━━ Data extracts ━━

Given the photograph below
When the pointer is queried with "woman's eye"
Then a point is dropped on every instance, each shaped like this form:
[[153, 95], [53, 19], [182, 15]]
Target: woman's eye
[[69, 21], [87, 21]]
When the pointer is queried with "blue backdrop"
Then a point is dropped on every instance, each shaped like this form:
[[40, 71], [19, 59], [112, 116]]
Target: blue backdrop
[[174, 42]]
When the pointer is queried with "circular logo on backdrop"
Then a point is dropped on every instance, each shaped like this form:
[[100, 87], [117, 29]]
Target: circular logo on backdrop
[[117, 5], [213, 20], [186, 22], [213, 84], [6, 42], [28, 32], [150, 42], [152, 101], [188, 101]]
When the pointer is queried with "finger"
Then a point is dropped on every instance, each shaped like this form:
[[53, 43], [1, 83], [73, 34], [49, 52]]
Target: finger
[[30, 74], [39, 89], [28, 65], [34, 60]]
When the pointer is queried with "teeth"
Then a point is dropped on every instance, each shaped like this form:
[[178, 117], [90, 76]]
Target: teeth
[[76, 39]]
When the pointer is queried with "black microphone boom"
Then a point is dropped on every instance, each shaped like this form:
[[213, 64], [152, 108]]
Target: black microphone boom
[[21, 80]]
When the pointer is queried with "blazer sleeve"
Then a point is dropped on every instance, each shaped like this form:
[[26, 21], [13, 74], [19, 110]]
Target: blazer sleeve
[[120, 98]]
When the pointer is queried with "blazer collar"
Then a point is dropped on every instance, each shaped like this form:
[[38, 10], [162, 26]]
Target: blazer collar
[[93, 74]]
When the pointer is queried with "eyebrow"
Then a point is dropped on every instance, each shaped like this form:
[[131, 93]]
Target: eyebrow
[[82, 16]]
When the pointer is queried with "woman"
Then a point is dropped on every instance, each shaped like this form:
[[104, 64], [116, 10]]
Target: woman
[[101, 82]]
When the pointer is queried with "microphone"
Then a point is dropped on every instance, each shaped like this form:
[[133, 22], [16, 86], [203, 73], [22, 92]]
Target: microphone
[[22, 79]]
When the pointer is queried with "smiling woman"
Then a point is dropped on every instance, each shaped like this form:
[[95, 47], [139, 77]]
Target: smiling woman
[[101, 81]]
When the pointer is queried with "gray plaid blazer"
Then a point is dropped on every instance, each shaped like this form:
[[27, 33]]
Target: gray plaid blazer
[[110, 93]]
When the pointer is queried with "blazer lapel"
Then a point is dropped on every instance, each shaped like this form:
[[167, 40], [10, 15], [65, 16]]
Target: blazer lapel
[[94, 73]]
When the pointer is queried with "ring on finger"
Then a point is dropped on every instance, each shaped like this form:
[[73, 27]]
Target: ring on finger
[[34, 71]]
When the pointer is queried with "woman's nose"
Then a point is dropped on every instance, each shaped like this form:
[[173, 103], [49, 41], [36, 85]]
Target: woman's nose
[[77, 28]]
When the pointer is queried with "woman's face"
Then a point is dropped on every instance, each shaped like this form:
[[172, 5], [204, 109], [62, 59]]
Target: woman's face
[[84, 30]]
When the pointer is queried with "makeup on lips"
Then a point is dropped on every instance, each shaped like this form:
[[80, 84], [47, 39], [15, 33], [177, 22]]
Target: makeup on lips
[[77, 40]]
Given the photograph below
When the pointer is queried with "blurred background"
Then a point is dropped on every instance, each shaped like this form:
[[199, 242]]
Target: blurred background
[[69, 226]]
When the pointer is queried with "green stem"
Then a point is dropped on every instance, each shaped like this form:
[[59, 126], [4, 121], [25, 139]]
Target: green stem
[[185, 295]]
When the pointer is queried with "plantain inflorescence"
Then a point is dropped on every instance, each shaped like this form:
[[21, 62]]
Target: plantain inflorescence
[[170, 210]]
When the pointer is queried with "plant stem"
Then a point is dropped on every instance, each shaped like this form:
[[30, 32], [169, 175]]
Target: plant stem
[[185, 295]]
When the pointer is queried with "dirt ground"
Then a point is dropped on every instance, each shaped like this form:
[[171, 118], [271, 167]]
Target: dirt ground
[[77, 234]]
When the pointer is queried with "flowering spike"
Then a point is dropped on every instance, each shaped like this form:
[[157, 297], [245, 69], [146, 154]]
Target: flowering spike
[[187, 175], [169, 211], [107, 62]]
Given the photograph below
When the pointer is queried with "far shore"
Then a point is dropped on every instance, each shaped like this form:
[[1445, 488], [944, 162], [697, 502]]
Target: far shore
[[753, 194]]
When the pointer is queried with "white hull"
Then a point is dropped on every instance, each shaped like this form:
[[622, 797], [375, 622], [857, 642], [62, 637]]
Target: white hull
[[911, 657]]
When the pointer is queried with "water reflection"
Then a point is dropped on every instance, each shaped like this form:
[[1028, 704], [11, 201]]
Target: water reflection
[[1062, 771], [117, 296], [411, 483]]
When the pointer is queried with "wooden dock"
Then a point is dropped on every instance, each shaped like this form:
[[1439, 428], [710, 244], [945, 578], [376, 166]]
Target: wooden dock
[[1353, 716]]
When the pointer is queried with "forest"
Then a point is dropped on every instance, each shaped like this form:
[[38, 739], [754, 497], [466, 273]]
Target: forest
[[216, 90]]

━━━

### [Your objective]
Everything in the listing must be reproduced exactly; please include every line.

### [Exercise response]
Given the photograph below
When the pointer is queried with "woman's eye"
Then a point is dropped on every instance, each shaped like this form:
[[153, 95], [53, 19], [182, 15]]
Target: woman's eye
[[69, 21], [87, 21]]
When the pointer is queried with "blue backdrop"
Then a point is dropped on every instance, each shaped like this form:
[[40, 71], [19, 59], [112, 116]]
Target: blue backdrop
[[174, 42]]
When the pointer is queried with "circular logo on backdrop"
Then a point is dropped on every instance, each shaped like this form:
[[100, 87], [117, 29]]
Target: circular logo on backdrop
[[117, 5], [213, 20], [186, 22], [213, 84], [6, 42], [28, 32], [150, 42], [152, 101], [188, 101]]
When the pointer is queried with "finger"
Then a point is dropped on every instance, each shaped like this form:
[[53, 43], [1, 83], [73, 34], [49, 52]]
Target: finger
[[30, 74], [39, 89], [28, 65], [34, 60]]
When the pointer is queried with "teeth"
Then a point is dropped on every instance, each shaped like this form:
[[178, 117], [90, 76]]
Target: teeth
[[76, 39]]
When the pointer is queried with "black microphone boom"
Then a point is dropped on every instance, each shaped like this form:
[[213, 64], [152, 108]]
Target: black microphone boom
[[21, 80]]
When the pointer is queried with "blazer sleeve"
Then a point is dropped on every instance, each shaped like this form:
[[26, 21], [13, 74], [19, 110]]
Target: blazer sleeve
[[120, 98]]
When the pointer is queried with "blazer collar"
Then a point is dropped on every instance, each shaped like this form:
[[38, 10], [162, 26]]
Target: blazer collar
[[93, 74]]
When the pointer is queried with "eyebrow"
Then a point is dropped on every instance, each shaped like this form:
[[131, 93]]
Target: eyebrow
[[82, 16]]
When the pointer is queried with "woman"
Then a point is dropped on every instance, each shaped like this form:
[[104, 64], [116, 10]]
Target: woman
[[101, 82]]
When the pointer is queried with "microphone"
Then a point is dropped on every instance, each shaped like this form:
[[133, 22], [16, 86], [203, 73], [22, 92]]
Target: microphone
[[22, 79]]
When the pointer is queried with "smiling woman"
Then a point is dropped on every instance, each shaped like this form:
[[95, 47], [139, 77]]
Target: smiling woman
[[101, 81]]
When the pointer is queried with "gray plaid blazer"
Then a point is dropped on every instance, each shaped like this form:
[[27, 33]]
Target: gray plaid blazer
[[110, 93]]
When the pointer is queried with "blazer lapel"
Then a point is dropped on every instance, each shaped like this form:
[[167, 40], [10, 15], [65, 16]]
Target: blazer lapel
[[94, 73]]
When the pointer is queried with "ring on finger"
Then a point is dropped on every instance, each shaped like this form:
[[73, 27]]
Target: ring on finger
[[34, 71]]
When the pointer is queried with "woman's nose"
Then a point is dropped on every instance, each shaped like this form:
[[173, 103], [49, 41], [36, 85]]
Target: woman's nose
[[77, 28]]
When the pointer is queried with "woman's face"
Then a point is dropped on every instance, each shaped like this form:
[[172, 5], [204, 109], [62, 59]]
Target: woman's face
[[84, 30]]
When the pointer is queried with "makeup on lips"
Then a point is dropped on every instance, each shaped like this form:
[[80, 84], [47, 39], [15, 33], [177, 22]]
Target: makeup on lips
[[77, 40]]
Given the photograph below
When the pointer is queried with "blurred background"
Then a point is dropped on every instance, each shaped like this form:
[[199, 242]]
Target: blurred background
[[69, 226]]
When the pointer is queried with "green stem"
Then a point is dropped on every instance, each shaped like this form:
[[59, 126], [4, 121], [25, 139]]
Target: green stem
[[185, 295]]
When the pointer is queried with "plantain inflorescence"
Then a point is dropped on every instance, each shaped like this form:
[[21, 62]]
Target: plantain inflorescence
[[170, 210]]
When the pointer is queried with "plant stem"
Then a point is dropped on every instance, each shaped like this form:
[[30, 32], [169, 175]]
Target: plant stem
[[185, 295]]
When the pointer is queried with "dirt ground"
Then a point is dropped on every instance, each shaped like this form:
[[171, 118], [271, 167]]
Target: dirt ground
[[77, 234]]
When the pointer is queried with "flowering spike"
Then a point is dropped on every instance, each shaped like this form:
[[157, 297], [245, 69], [146, 154]]
Target: flowering spike
[[187, 175], [169, 211], [107, 62]]
Given the photograph below
When the pointer is queried with "far shore"
Then a point is dropped on every instance, each shaped like this form:
[[1445, 488], [944, 162], [697, 502]]
Target: far shore
[[753, 194]]
When the pointer is queried with "white hull"
Then a point is dropped on every instance, each shaped like this form:
[[622, 797], [375, 622], [857, 642], [62, 637]]
Target: white hull
[[911, 657]]
When the pointer is queried with "water reflection"
Then a point is dropped on every instance, each shaped like this form:
[[1028, 704], [11, 201]]
Target: water reflection
[[1062, 771], [117, 296], [411, 483]]
When the pointer is queried with "wooden dock"
Then a point is dropped on every instance, each shaped like this form:
[[1439, 428], [710, 244], [945, 578], [376, 166]]
Target: wooden dock
[[1353, 716]]
When the pointer is queried with "forest"
Then a point is dropped on every instance, each shaped like this form:
[[38, 739], [754, 497], [466, 273]]
Target: forest
[[216, 90]]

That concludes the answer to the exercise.